位置ラベル付けデータの抜粋:

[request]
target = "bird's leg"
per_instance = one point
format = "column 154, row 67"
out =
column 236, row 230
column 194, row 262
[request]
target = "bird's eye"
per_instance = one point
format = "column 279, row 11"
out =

作業指示
記録のすべての行で「target」を「object」に改名し、ほかの部分は一切変えずに全行を書き直してください。

完全な解答
[request]
object = "bird's leg"
per_instance = one point
format = "column 154, row 67"
out =
column 236, row 230
column 194, row 262
[request]
object = "bird's eye"
per_instance = one point
format = "column 279, row 11"
out =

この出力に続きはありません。